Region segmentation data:
***

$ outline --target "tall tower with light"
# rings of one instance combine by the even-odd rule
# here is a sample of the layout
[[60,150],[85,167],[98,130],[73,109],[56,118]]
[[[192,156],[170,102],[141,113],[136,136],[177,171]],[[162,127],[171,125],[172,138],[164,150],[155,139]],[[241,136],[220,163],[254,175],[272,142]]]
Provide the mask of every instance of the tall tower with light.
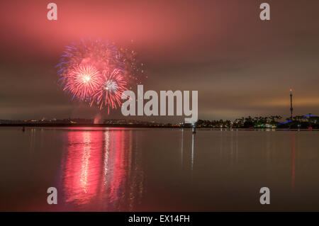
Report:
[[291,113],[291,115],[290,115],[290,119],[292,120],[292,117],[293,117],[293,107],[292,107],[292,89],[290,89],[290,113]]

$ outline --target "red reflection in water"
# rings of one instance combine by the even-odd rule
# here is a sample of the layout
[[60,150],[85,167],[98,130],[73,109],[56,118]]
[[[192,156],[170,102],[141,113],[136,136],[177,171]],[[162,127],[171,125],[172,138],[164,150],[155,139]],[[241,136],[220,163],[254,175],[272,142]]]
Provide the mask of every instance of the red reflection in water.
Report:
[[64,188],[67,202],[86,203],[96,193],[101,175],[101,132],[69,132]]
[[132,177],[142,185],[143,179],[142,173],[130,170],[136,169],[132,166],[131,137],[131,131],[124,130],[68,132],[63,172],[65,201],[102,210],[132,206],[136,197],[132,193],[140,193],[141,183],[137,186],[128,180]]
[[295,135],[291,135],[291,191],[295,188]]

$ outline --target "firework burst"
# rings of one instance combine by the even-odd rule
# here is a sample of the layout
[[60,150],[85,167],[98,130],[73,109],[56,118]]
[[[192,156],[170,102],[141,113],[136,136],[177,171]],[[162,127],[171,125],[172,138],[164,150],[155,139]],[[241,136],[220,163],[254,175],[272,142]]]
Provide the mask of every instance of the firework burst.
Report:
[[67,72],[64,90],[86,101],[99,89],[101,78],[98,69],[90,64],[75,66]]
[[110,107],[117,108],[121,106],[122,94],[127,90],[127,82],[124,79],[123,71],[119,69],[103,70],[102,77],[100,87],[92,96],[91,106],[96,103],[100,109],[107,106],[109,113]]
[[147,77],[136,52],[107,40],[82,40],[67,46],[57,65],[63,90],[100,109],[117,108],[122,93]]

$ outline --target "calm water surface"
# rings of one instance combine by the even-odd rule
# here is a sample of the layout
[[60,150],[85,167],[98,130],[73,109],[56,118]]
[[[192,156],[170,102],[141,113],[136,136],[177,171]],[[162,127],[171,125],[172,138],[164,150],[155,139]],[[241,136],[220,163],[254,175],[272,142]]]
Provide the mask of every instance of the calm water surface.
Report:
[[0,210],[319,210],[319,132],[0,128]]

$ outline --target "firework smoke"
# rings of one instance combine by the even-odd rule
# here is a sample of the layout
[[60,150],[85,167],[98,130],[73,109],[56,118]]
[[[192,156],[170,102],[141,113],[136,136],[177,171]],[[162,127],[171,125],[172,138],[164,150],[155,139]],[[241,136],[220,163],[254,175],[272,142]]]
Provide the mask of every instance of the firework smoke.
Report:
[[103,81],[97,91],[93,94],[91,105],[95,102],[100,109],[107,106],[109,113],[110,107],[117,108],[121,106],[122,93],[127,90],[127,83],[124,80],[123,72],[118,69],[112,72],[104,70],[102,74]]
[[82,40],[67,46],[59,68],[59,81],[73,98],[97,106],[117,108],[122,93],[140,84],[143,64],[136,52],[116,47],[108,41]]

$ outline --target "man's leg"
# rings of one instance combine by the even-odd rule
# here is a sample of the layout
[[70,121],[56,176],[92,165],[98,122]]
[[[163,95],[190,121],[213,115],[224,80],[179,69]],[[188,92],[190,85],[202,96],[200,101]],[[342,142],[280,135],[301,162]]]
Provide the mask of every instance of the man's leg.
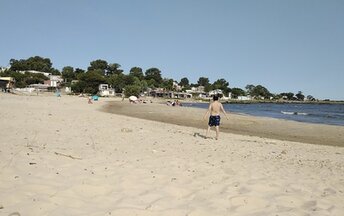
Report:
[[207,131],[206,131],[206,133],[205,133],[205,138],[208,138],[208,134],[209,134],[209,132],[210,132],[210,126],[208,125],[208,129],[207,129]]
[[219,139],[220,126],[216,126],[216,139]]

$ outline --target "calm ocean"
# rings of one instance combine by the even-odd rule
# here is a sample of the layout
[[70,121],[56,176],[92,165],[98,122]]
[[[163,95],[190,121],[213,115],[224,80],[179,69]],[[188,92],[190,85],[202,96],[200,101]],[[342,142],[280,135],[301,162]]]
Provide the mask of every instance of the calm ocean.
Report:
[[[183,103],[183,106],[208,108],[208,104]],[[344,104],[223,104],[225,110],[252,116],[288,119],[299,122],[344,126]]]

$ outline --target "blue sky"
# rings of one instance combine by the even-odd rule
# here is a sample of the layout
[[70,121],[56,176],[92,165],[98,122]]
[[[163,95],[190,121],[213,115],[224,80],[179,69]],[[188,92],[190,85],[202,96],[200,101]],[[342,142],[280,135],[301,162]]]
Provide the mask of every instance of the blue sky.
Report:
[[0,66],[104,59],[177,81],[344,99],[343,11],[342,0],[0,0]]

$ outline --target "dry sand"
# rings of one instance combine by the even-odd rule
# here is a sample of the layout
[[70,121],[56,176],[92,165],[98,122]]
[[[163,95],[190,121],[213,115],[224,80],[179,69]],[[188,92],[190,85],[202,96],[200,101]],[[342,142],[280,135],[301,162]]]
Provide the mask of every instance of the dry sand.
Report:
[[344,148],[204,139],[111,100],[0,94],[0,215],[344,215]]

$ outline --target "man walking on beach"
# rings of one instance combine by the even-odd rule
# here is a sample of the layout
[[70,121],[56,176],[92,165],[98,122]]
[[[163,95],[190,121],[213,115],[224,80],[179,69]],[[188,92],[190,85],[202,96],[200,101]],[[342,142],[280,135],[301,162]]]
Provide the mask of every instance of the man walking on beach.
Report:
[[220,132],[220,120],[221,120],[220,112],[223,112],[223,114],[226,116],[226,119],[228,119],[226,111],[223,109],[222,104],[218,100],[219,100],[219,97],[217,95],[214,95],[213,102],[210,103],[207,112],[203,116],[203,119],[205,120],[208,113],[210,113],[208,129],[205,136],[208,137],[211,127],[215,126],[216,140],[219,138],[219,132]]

***

TASK TO CARRY OUT: Rewrite all of the material above, changing each "instance" to "object" and keeping everything else the same. Leave the pictures out.

EXPECTED OUTPUT:
$ outline --target "tall tower with light"
# rings of one object combine by the even-odd rule
# here is a sample of the layout
[[60,150],[85,167],[98,130],[73,109],[56,118]]
[[[192,156],[170,102],[141,113],[136,136],[177,171]],[[162,127],[171,125],[172,138],[164,150],[155,139]],[[241,136],[220,163],[254,175],[272,142]]]
Provide the mask of every object of the tall tower with light.
Report:
[[291,113],[291,115],[290,115],[290,119],[292,120],[292,117],[293,117],[293,107],[292,107],[292,89],[290,89],[290,113]]

$ outline --target "red reflection in water"
# rings of one object combine by the even-odd rule
# here is a sample of the layout
[[60,150],[85,167],[98,130],[73,109],[56,118]]
[[[192,156],[170,102],[141,113],[136,136],[177,171]],[[162,127],[171,125],[172,138],[164,150],[155,139]],[[241,136],[220,163],[254,175],[272,142]]]
Provide the mask of every object of the red reflection in water.
Report:
[[64,188],[67,202],[86,203],[96,193],[101,175],[101,132],[69,132]]
[[132,177],[142,185],[143,179],[142,173],[130,170],[136,169],[132,166],[131,137],[131,131],[124,130],[68,132],[63,172],[65,201],[102,210],[132,206],[136,197],[132,193],[140,193],[141,183],[137,186],[128,180]]
[[295,135],[291,135],[291,191],[295,188]]

$ outline --target "firework burst"
# rings of one object combine by the even-odd rule
# here is a sample of the layout
[[60,150],[85,167],[98,130],[73,109],[56,118]]
[[[192,156],[170,102],[141,113],[136,136],[177,171]],[[162,127],[171,125],[172,138],[164,150],[155,139]],[[241,136],[220,163],[254,175],[272,142]]]
Provide the mask of every object of the firework burst.
Report:
[[67,72],[64,90],[86,101],[99,89],[101,78],[98,69],[90,64],[75,66]]
[[110,107],[117,108],[121,106],[122,94],[127,90],[127,82],[124,79],[123,71],[119,69],[103,70],[102,77],[100,87],[92,96],[91,106],[96,103],[100,109],[107,106],[109,113]]
[[147,77],[136,52],[107,40],[82,40],[67,46],[57,65],[63,90],[100,109],[117,108],[122,93]]

$ outline --target "calm water surface"
# rings of one object combine by the even-odd rule
# here is a sample of the layout
[[60,150],[85,167],[98,130],[73,109],[56,118]]
[[[192,156],[170,102],[141,113],[136,136],[177,171]],[[162,127],[171,125],[172,138],[164,150],[155,139]],[[241,136],[220,163],[254,175],[272,142]]]
Provide the mask of every object of the calm water surface.
Report:
[[0,210],[319,210],[319,132],[0,128]]

$ outline --target "firework smoke"
# rings of one object combine by the even-odd rule
# here is a sample of the layout
[[60,150],[85,167],[98,130],[73,109],[56,118]]
[[[192,156],[170,102],[141,113],[136,136],[177,171]],[[162,127],[171,125],[172,138],[164,150],[155,139]],[[241,136],[220,163],[254,175],[272,142]]]
Provide the mask of every object of the firework smoke.
Report:
[[103,81],[97,91],[93,94],[91,105],[95,102],[100,109],[107,106],[109,113],[110,107],[117,108],[121,106],[122,93],[127,90],[127,83],[124,80],[123,72],[118,69],[112,72],[104,70],[102,74]]
[[82,40],[67,46],[59,68],[59,81],[73,98],[97,106],[117,108],[122,93],[140,84],[143,64],[136,52],[116,47],[108,41]]

$ outline --target "man's leg"
# rings of one object combine by the even-odd rule
# here is a sample of the layout
[[70,121],[56,176],[92,165],[98,122]]
[[[163,95],[190,121],[213,115],[224,80],[179,69]],[[188,92],[190,85],[202,96],[200,101]],[[342,142],[280,135],[301,162]]]
Provide the mask of every object of the man's leg.
Report:
[[207,131],[206,131],[206,133],[205,133],[205,138],[208,138],[208,134],[209,134],[209,132],[210,132],[210,126],[208,125],[208,129],[207,129]]
[[219,139],[220,126],[216,126],[216,139]]

$ outline --target "calm ocean"
# rings of one object combine by the even-odd rule
# here is a sample of the layout
[[70,121],[56,176],[92,165],[98,122]]
[[[163,95],[190,121],[213,115],[224,80],[179,69]],[[188,92],[190,85],[202,96],[200,101]],[[342,142],[280,135],[301,162]]]
Provide the mask of every object of the calm ocean.
Report:
[[[183,103],[183,106],[208,108],[208,104]],[[344,104],[223,104],[225,110],[252,116],[288,119],[299,122],[344,126]]]

$ outline --target "blue sky"
# rings of one object combine by the even-odd rule
# here is a sample of the layout
[[70,121],[56,176],[92,165],[98,122]]
[[[163,95],[190,121],[213,115],[224,80],[179,69]],[[188,92],[190,85],[202,96],[200,101]],[[342,142],[280,135],[301,162]]]
Provide the mask of every object of the blue sky.
Report:
[[0,66],[104,59],[177,81],[344,99],[343,11],[342,0],[0,0]]

$ outline --target "dry sand"
# rings of one object combine by the even-odd rule
# here is a sample of the layout
[[70,121],[56,176],[92,165],[98,122]]
[[[163,95],[190,121],[213,115],[224,80],[179,69]],[[188,92],[190,85],[202,96],[200,101]],[[342,142],[280,135],[301,162]]]
Provide the mask of every object of the dry sand.
Report:
[[344,148],[204,139],[111,100],[0,94],[0,215],[344,215]]

$ outline --target "man walking on beach"
# rings of one object combine by the even-odd rule
# here is a sample of the layout
[[70,121],[56,176],[92,165],[98,122]]
[[[163,95],[190,121],[213,115],[224,80],[179,69]],[[188,92],[190,85],[202,96],[200,101]],[[342,142],[280,135],[301,162]]]
Provide the mask of every object of the man walking on beach.
Report:
[[220,132],[220,120],[221,120],[220,112],[223,112],[223,114],[226,116],[226,119],[228,119],[226,111],[223,109],[222,104],[218,100],[219,100],[219,97],[217,95],[214,95],[213,102],[210,103],[207,112],[203,116],[203,119],[205,120],[208,113],[210,113],[208,129],[205,136],[208,137],[211,127],[215,126],[216,140],[219,138],[219,132]]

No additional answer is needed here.